Tasks and exercises >>
**A)** Answer these questions about the commit page:
(i) How many changed files does the commit page show?
(ii) Which two keywords does the TODO comment name as the cases that need masking?
(iii) What does the mask function push onto the annotation blacklist?
**B)** Please write out the commit page again from "Revise EvaluationContext annotation" to "and 63 deletions.", swapping "Revise" for "Update".

Source excerpt >>

Revise EvaluationContext annotation interface (#1295)

Signed-off-by: Juan Cruz Viotti <[email protected]>
sourcemeta · Oct 13, 2024 · 325d8d5 · 325d8d5 · github-actions · Oct 13, 2024
1 parent 3a4fe47
commit 325d8d5
Show file tree

Hide file tree

Showing 5 changed files with 76 additions and 63 deletions.
diff --git a/src/evaluator/context.cc b/src/evaluator/context.cc
@@ -13,10 +13,10 @@ auto EvaluationContext::prepare(const JSON &instance) -> void {
   assert(this->resources_.empty());
   this->instances_.clear();
   this->instances_.emplace_back(instance);
-  this->annotation_blacklist.clear();
-  this->annotations_.clear();
   this->labels.clear();
   this->property_as_instance = false;
+  this->annotation_blacklist.clear();
+  this->annotations_.clear();
 }
 
 auto EvaluationContext::push_without_traverse(
@@ -93,6 +93,14 @@ auto EvaluationContext::pop(const bool dynamic) -> void {
   }
 }
 
+// TODO: At least currently, we only need to mask if a schema
+// makes use of `unevaluatedProperties` or `unevaluatedItems`
+// Detect if a schema does need this so if not, we avoid
+// an unnecessary copy
+auto EvaluationContext::mask() -> void {
+  this->annotation_blacklist.push_back(this->evaluate_path_);
+}
+
 auto EvaluationContext::annotate(const WeakPointer &current_instance_location,
                                  const JSON &value)

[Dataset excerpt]
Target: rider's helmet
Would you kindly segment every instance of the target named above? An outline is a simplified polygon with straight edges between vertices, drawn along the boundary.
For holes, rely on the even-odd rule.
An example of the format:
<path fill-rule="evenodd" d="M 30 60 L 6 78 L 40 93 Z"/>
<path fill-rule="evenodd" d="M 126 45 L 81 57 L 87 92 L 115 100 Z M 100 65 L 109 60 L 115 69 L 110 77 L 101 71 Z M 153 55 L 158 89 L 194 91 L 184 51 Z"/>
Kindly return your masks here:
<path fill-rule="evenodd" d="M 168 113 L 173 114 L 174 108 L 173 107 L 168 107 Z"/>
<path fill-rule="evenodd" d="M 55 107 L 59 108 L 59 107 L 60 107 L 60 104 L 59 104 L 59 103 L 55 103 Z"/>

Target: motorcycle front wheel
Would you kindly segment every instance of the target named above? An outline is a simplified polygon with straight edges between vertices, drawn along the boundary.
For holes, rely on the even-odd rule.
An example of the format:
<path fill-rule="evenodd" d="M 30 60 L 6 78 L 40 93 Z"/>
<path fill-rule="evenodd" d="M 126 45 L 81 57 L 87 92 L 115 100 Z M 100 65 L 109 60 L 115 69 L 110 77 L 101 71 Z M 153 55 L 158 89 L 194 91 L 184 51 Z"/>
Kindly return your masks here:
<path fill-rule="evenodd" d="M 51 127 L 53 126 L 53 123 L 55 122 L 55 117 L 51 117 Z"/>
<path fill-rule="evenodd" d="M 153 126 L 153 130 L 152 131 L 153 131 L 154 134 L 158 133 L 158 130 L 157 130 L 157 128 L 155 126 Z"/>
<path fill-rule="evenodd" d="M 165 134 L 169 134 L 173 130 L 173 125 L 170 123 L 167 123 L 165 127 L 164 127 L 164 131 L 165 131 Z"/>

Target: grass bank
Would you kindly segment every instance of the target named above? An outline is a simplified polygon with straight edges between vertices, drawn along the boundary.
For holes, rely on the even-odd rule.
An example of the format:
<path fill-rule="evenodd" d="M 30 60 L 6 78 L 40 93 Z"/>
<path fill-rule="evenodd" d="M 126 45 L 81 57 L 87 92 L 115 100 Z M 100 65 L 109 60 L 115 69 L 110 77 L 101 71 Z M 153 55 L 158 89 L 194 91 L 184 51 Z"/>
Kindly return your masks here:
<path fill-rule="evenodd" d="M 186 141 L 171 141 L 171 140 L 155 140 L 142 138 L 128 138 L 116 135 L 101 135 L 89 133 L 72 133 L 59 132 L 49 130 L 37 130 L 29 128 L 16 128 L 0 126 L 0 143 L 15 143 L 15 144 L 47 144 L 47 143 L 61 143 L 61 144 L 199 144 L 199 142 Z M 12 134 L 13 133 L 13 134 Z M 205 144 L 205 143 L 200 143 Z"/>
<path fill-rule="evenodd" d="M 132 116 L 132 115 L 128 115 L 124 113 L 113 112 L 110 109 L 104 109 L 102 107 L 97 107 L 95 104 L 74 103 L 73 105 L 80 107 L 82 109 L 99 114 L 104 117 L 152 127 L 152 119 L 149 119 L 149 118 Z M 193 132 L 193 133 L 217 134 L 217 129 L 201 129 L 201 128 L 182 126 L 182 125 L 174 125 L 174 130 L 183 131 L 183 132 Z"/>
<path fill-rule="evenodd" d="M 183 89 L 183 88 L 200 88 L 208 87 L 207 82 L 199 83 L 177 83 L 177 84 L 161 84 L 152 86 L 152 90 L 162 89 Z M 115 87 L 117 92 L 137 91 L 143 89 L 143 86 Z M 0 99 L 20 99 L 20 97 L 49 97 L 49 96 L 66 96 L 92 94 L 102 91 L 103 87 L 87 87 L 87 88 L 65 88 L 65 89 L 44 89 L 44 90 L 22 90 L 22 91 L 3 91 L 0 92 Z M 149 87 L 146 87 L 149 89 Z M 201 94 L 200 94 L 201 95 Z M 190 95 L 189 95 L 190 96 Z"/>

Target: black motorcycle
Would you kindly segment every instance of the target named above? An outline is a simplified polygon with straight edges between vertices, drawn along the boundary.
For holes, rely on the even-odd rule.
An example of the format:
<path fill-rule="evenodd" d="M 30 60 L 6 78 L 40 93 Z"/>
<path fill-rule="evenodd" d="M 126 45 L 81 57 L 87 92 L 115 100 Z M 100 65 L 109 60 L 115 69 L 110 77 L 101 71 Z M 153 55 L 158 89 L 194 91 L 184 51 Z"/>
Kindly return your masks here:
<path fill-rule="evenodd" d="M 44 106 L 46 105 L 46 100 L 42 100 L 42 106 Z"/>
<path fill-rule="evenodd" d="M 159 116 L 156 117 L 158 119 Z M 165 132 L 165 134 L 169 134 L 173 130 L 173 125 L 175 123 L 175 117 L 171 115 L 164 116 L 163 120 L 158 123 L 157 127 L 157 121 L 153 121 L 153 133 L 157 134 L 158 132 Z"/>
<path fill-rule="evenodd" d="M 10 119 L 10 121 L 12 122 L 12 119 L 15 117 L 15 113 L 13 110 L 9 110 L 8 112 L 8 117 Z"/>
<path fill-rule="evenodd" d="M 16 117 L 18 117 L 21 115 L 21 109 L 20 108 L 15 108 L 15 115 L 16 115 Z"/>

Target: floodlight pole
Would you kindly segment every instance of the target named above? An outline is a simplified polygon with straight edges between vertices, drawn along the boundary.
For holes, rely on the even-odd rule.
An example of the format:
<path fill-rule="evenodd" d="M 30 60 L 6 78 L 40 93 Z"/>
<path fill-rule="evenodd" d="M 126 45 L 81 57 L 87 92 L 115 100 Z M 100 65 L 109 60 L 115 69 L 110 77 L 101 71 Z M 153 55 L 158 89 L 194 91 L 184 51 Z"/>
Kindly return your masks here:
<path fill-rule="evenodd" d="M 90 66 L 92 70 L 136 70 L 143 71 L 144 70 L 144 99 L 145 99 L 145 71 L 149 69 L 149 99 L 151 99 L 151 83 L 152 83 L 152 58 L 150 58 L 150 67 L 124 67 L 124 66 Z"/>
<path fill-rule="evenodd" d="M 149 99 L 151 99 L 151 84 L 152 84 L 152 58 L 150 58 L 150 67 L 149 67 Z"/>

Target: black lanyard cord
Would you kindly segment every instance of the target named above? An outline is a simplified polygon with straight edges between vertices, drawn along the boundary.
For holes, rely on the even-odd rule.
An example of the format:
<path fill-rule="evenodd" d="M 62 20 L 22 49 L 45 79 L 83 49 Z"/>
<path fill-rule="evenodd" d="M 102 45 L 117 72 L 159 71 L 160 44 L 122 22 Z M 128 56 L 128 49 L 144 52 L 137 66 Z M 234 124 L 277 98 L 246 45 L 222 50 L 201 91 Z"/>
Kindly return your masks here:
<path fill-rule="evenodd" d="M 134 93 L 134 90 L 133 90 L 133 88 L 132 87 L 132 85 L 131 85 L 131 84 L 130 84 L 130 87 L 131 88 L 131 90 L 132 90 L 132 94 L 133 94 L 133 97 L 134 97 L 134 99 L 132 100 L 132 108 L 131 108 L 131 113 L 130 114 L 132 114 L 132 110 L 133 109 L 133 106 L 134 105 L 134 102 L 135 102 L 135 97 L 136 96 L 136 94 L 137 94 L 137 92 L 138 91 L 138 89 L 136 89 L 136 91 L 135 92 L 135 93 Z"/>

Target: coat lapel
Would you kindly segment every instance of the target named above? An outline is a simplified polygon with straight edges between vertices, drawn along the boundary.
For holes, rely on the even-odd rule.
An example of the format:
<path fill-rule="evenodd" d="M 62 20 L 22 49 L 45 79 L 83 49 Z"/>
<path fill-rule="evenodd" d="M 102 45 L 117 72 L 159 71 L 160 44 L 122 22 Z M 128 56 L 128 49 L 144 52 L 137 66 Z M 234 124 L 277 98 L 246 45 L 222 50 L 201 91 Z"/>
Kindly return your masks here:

Exercise solutions >>
**A)**
(i) 5
(ii) `unevaluatedProperties` and `unevaluatedItems`
(iii) `this->evaluate_path_`

**B)**
Update EvaluationContext annotation interface (#1295)

Signed-off-by: Juan Cruz Viotti <[email protected]>
sourcemeta · Oct 13, 2024 · 325d8d5 · 325d8d5 · github-actions · Oct 13, 2024
1 parent 3a4fe47
commit 325d8d5
Show file tree

Hide file tree

Showing 5 changed files with 76 additions and 63 deletions.